* _WHAT IS NEEDED_
Pick out each line in the listing below that contains the string "flower", and copy those lines unchanged.

* _SOURCE RECORDS_
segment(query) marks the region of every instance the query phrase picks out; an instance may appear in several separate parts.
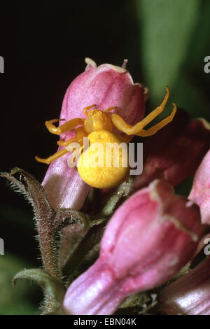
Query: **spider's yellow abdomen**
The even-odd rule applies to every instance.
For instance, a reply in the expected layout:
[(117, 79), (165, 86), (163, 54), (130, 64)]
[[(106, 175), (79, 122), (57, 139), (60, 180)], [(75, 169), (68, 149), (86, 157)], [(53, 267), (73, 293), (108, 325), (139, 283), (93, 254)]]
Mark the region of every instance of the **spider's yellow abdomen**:
[(128, 174), (127, 144), (108, 130), (92, 132), (88, 139), (90, 146), (81, 153), (77, 162), (80, 176), (94, 188), (118, 186)]

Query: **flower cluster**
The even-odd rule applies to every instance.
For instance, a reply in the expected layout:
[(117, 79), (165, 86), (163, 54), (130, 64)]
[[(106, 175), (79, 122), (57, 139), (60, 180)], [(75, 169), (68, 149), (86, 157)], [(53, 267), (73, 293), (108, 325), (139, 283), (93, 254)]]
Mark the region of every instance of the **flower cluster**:
[[(85, 118), (83, 108), (96, 104), (102, 111), (116, 106), (128, 125), (142, 120), (148, 90), (133, 83), (125, 64), (85, 62), (60, 118)], [(74, 136), (71, 130), (61, 139)], [(42, 186), (21, 169), (1, 174), (32, 200), (44, 266), (15, 281), (44, 286), (45, 314), (113, 314), (128, 298), (139, 306), (141, 295), (155, 289), (157, 312), (210, 314), (210, 251), (200, 246), (210, 231), (209, 148), (209, 124), (178, 108), (172, 122), (144, 139), (142, 174), (115, 190), (95, 193), (68, 166), (67, 155), (50, 165)], [(193, 175), (188, 197), (176, 195), (174, 188)]]

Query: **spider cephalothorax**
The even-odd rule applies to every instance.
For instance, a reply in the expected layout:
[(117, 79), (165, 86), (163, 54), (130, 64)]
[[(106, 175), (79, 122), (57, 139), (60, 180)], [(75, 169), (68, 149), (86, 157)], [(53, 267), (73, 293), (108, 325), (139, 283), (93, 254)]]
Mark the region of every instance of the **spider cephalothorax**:
[[(68, 146), (69, 146), (69, 144), (71, 143), (75, 142), (79, 143), (80, 145), (82, 152), (80, 153), (80, 157), (83, 157), (84, 137), (88, 137), (90, 142), (92, 143), (93, 141), (101, 143), (103, 144), (103, 148), (104, 148), (104, 144), (105, 142), (116, 142), (117, 144), (120, 144), (120, 141), (124, 141), (129, 143), (132, 135), (137, 135), (142, 137), (153, 135), (155, 134), (155, 132), (173, 120), (176, 113), (176, 106), (173, 103), (174, 108), (172, 113), (169, 116), (162, 120), (160, 122), (157, 123), (150, 128), (148, 130), (144, 129), (144, 127), (148, 123), (150, 123), (164, 110), (169, 94), (168, 88), (167, 88), (166, 90), (167, 94), (160, 106), (157, 107), (157, 108), (153, 110), (141, 121), (136, 123), (134, 126), (126, 123), (119, 115), (113, 113), (109, 113), (112, 110), (115, 109), (116, 108), (115, 106), (109, 107), (104, 111), (99, 109), (92, 109), (88, 112), (88, 110), (92, 107), (96, 106), (95, 104), (85, 107), (83, 111), (87, 116), (86, 119), (80, 118), (74, 118), (67, 121), (57, 127), (56, 127), (53, 123), (59, 121), (59, 120), (64, 119), (54, 119), (49, 121), (46, 121), (46, 125), (48, 130), (52, 134), (61, 135), (64, 132), (74, 129), (75, 137), (73, 137), (67, 141), (59, 141), (57, 142), (58, 145), (64, 146), (64, 148), (46, 159), (41, 159), (40, 158), (35, 157), (36, 160), (40, 162), (49, 164), (52, 161), (55, 161), (56, 159), (58, 159), (61, 156), (69, 152), (69, 148), (68, 148)], [(117, 128), (119, 132), (122, 132), (127, 136), (122, 136), (116, 133), (113, 133), (112, 132), (113, 127)], [(99, 134), (93, 134), (94, 132), (99, 132)], [(98, 139), (99, 135), (100, 137), (99, 139)], [(94, 141), (94, 139), (95, 138), (97, 139), (97, 141)], [(80, 158), (78, 158), (78, 160), (79, 160)], [(123, 175), (125, 178), (127, 177), (127, 170), (122, 170), (122, 166), (120, 166), (118, 169), (116, 169), (116, 168), (114, 168), (113, 167), (108, 168), (106, 167), (105, 162), (106, 162), (104, 160), (104, 165), (102, 167), (103, 170), (99, 170), (95, 169), (95, 167), (92, 167), (91, 165), (91, 160), (88, 166), (86, 164), (85, 168), (83, 168), (80, 163), (80, 169), (78, 169), (79, 174), (83, 179), (89, 185), (99, 188), (114, 187), (122, 181)], [(102, 173), (103, 173), (104, 179), (102, 178)]]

* _RESULT FOR THIS TASK_
Query: **flower cluster**
Mark the region of every instance of the **flower cluster**:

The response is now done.